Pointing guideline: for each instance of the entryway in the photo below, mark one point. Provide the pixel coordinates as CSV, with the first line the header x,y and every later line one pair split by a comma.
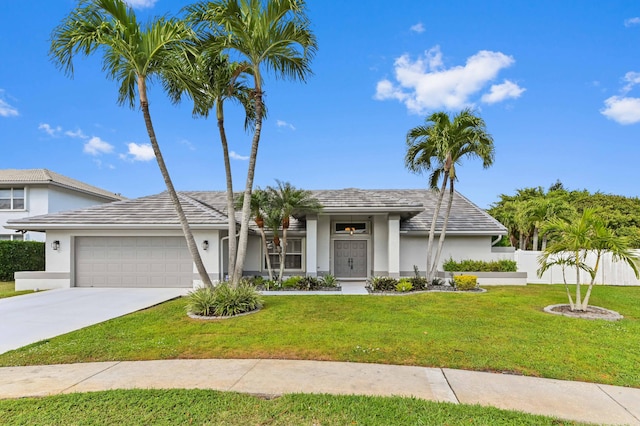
x,y
350,258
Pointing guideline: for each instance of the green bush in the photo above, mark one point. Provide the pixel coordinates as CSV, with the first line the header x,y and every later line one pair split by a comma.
x,y
20,256
224,300
404,285
465,282
469,265
383,283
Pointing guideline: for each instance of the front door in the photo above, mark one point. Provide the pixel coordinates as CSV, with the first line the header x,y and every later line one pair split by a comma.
x,y
350,258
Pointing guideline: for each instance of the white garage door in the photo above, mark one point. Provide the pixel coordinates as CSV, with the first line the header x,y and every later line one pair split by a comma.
x,y
132,262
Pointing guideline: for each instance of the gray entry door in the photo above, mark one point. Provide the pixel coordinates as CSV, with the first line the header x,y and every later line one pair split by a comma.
x,y
350,258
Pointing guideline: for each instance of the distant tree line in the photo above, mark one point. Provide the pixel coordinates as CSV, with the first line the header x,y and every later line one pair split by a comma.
x,y
527,211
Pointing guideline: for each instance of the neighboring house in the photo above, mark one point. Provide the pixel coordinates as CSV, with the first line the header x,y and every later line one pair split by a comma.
x,y
358,234
36,192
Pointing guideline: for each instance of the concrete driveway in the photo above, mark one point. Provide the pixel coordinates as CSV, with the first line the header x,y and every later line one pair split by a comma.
x,y
33,317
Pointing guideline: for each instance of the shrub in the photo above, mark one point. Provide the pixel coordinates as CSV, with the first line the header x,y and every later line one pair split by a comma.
x,y
20,256
224,300
419,283
383,283
469,265
404,285
308,283
465,282
329,281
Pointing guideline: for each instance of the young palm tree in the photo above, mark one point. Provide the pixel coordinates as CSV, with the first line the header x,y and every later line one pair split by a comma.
x,y
438,146
289,200
132,54
271,35
209,78
575,239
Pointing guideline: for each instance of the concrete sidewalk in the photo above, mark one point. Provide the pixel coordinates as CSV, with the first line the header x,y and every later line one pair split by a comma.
x,y
588,402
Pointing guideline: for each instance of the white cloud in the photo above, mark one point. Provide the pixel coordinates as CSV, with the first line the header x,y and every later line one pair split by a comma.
x,y
138,152
7,110
425,84
96,146
51,131
417,28
500,92
77,134
141,4
622,110
236,156
281,123
632,21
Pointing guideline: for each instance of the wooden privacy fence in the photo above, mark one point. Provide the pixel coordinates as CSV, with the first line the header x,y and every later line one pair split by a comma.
x,y
609,272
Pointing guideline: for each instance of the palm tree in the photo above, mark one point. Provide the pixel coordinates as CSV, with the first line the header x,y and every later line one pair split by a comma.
x,y
209,78
438,146
574,239
132,54
272,35
289,201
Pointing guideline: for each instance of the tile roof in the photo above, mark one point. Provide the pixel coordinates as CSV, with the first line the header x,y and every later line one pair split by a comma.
x,y
415,207
44,176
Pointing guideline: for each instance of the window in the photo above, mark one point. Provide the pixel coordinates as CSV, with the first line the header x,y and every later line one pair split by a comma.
x,y
293,260
12,199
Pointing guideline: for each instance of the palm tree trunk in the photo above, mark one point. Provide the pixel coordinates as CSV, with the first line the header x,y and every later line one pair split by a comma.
x,y
191,244
434,267
231,211
246,205
432,230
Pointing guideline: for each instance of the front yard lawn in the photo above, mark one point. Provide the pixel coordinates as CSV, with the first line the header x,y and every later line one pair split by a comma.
x,y
503,330
7,289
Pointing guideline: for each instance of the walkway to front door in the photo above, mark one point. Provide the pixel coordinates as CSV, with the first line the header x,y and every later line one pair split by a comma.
x,y
350,258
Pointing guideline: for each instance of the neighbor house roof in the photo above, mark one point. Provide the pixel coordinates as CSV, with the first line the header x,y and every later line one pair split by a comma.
x,y
208,209
47,177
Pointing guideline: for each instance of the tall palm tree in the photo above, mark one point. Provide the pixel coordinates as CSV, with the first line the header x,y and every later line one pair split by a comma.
x,y
271,35
132,54
576,238
289,200
209,79
438,146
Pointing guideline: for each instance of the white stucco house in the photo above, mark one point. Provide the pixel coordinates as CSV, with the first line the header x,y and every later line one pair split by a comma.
x,y
358,234
35,192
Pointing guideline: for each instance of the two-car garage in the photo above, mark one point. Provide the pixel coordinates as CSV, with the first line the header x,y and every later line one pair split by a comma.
x,y
123,261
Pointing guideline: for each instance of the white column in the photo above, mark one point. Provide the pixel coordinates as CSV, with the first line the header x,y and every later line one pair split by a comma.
x,y
394,246
312,246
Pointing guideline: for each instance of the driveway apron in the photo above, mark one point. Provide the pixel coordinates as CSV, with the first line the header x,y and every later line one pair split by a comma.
x,y
33,317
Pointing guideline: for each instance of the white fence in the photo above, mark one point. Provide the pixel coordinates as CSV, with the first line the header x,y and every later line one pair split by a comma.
x,y
609,272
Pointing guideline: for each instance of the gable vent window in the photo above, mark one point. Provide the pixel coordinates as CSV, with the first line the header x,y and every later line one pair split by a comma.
x,y
12,199
351,228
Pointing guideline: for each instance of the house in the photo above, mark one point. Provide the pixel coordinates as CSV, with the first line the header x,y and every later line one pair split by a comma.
x,y
36,192
358,234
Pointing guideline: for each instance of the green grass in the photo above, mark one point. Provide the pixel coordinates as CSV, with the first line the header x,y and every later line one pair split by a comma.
x,y
7,289
503,330
177,407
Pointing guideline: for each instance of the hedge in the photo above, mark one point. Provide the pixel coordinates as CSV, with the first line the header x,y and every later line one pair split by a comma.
x,y
469,265
20,256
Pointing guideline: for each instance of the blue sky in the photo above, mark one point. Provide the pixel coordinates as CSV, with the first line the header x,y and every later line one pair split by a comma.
x,y
557,82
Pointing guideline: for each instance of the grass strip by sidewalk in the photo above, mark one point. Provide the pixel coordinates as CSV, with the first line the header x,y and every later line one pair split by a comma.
x,y
204,407
503,330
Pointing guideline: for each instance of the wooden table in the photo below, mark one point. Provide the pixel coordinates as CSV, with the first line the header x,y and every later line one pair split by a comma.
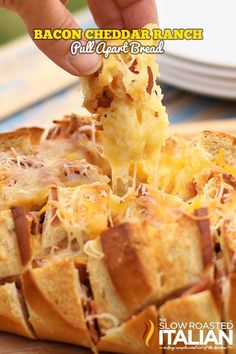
x,y
10,344
33,91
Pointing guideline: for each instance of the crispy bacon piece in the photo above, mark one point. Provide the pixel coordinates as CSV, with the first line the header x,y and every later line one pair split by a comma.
x,y
229,179
88,302
22,233
133,66
150,81
67,127
192,188
105,100
202,285
205,236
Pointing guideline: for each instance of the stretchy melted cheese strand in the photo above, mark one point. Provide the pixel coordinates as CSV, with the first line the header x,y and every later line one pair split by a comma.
x,y
127,100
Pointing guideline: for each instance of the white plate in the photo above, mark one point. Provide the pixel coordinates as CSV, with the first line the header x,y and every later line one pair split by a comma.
x,y
197,84
198,68
216,17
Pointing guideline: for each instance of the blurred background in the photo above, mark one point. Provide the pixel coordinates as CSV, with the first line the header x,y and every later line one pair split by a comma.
x,y
12,27
198,78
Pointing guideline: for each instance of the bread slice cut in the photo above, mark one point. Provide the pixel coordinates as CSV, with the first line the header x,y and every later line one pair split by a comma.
x,y
15,244
76,215
229,298
20,139
228,233
199,308
52,294
207,153
138,335
12,312
142,265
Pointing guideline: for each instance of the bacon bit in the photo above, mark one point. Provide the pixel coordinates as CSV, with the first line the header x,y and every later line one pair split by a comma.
x,y
230,179
67,127
88,303
22,233
150,81
133,66
54,196
53,133
116,81
12,279
105,100
192,188
205,236
202,285
93,324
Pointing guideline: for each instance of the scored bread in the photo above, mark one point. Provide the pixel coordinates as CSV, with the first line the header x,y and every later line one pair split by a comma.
x,y
13,317
54,302
129,338
95,267
199,309
93,252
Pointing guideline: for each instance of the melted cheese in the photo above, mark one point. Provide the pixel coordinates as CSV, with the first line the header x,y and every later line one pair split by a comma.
x,y
125,96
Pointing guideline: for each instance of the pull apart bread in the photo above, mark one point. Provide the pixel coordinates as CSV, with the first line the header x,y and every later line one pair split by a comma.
x,y
108,226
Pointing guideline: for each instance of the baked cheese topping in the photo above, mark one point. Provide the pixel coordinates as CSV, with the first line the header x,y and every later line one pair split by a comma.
x,y
127,101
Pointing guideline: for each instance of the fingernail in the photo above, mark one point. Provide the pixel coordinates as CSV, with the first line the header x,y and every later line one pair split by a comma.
x,y
86,64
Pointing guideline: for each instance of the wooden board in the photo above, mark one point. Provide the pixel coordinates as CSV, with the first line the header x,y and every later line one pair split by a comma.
x,y
10,344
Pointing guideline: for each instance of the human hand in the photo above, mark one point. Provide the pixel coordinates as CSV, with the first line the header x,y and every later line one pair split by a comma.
x,y
53,14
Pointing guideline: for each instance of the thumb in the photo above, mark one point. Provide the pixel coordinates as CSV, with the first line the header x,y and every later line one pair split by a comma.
x,y
52,14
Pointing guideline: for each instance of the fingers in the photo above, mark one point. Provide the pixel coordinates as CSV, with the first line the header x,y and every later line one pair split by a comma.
x,y
106,13
138,13
123,13
52,14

PROBLEM TO SOLVE: Write out only those lines that fall between the one containing "Pointing guideline: for each instance of the thumb" and the end of the entries, the first and last included, exactly as they read.

RESPONSE TO THE TASK:
Pointing guideline: for each instance of the thumb in the photo above, mark one point. Provide the pixel coordinates as CSV, with the first line the header x,y and every later line one pair split by a comma.
x,y
52,14
Pointing guideline: for each instance of the fingers in the photo above, mark one point. Provide the pixel coordinates as CSV, with the first line the header x,y and every later line one pair split by a comma.
x,y
106,13
138,13
123,13
52,14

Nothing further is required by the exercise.